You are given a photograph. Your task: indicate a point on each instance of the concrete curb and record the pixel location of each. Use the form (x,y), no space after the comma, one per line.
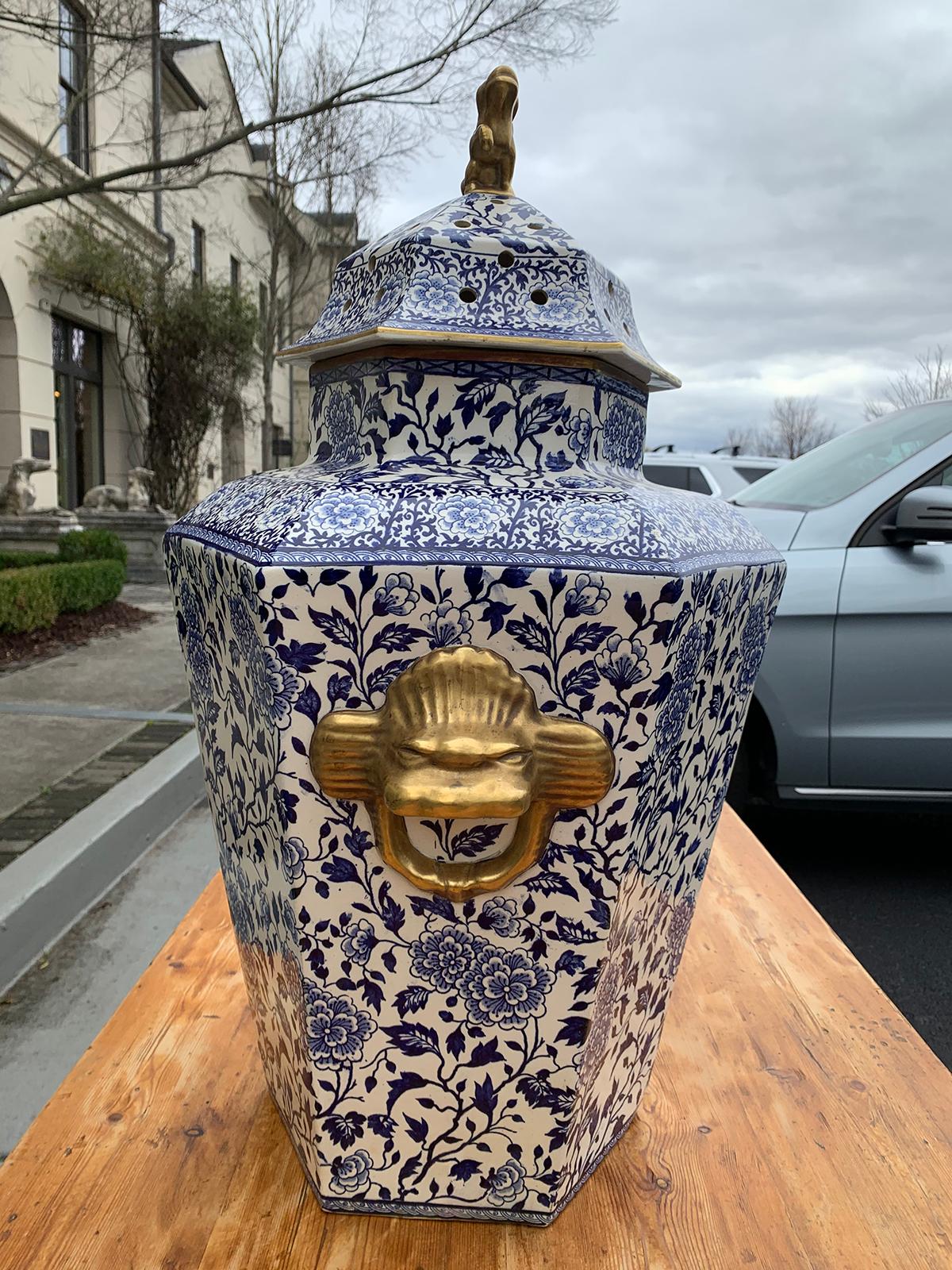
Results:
(60,878)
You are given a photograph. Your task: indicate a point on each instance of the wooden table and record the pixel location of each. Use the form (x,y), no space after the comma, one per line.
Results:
(793,1119)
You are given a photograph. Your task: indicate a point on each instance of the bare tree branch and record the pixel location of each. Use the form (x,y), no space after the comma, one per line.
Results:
(931,380)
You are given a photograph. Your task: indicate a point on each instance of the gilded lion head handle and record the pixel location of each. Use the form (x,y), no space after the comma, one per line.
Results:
(492,146)
(460,734)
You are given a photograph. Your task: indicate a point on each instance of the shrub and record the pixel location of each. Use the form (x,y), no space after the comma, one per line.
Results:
(35,597)
(23,559)
(92,545)
(86,584)
(27,600)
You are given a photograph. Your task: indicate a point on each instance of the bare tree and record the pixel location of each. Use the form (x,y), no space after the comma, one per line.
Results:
(795,427)
(931,380)
(393,54)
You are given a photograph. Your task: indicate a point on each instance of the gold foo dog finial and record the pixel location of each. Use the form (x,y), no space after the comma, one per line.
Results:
(492,146)
(460,734)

◆ **What you need to do**
Convert all the lines above into a Markdown table with the columns Number and Content, one row per line with blank lines skipped. Leave the picture out of the table.

◆ **Exercise response**
| Number | Content |
|---|---|
| 1 | You are given a photograph. Your task: indicate a point on each instance of the concrete curb and record the pixel location of each. Use the form (x,y), no space after the comma, one per line. |
| 2 | Results: |
| 3 | (60,878) |
| 4 | You are given a photograph. Your task: indicate a point on each instance of the wooden table and record the pixel location of each. Use the form (x,y), no space after the comma, one per line. |
| 5 | Results: |
| 6 | (793,1119) |
| 7 | You are given a photograph. Your task: indicate a point on each instance of the bare tree branch and record the pixel location of each. Use the form (x,y), no space after the comma, one per line. |
| 8 | Results: |
| 9 | (931,380) |
| 10 | You are given a photograph. Your task: indicate a point on each instance of the gilded lion head handle and record the pixel location of each. Use the form (x,y), no space after the comma, one per line. |
| 11 | Results: |
| 12 | (492,146) |
| 13 | (460,734) |
| 14 | You are given a photograph. Your task: indicate a point on each instance of the shrub and record the pixel location of each. Use the form (x,y), no space after the comma, one per line. |
| 15 | Results: |
| 16 | (35,597) |
| 17 | (23,559) |
| 18 | (92,545) |
| 19 | (86,584) |
| 20 | (27,600) |
| 21 | You are given a photograph. Your task: indicate a point on each instance of the bare tree and record the pixel location of each. Use the form (x,y), no space after the comma, one per line. |
| 22 | Results: |
| 23 | (795,427) |
| 24 | (931,380) |
| 25 | (393,54) |
| 26 | You are given a photograph. Your task: indicate a point on each instance of the gold foo dog finial and record the pixel location of each. Use the form (x,y), no space after the comma, one per line. |
| 27 | Results: |
| 28 | (492,146) |
| 29 | (460,734) |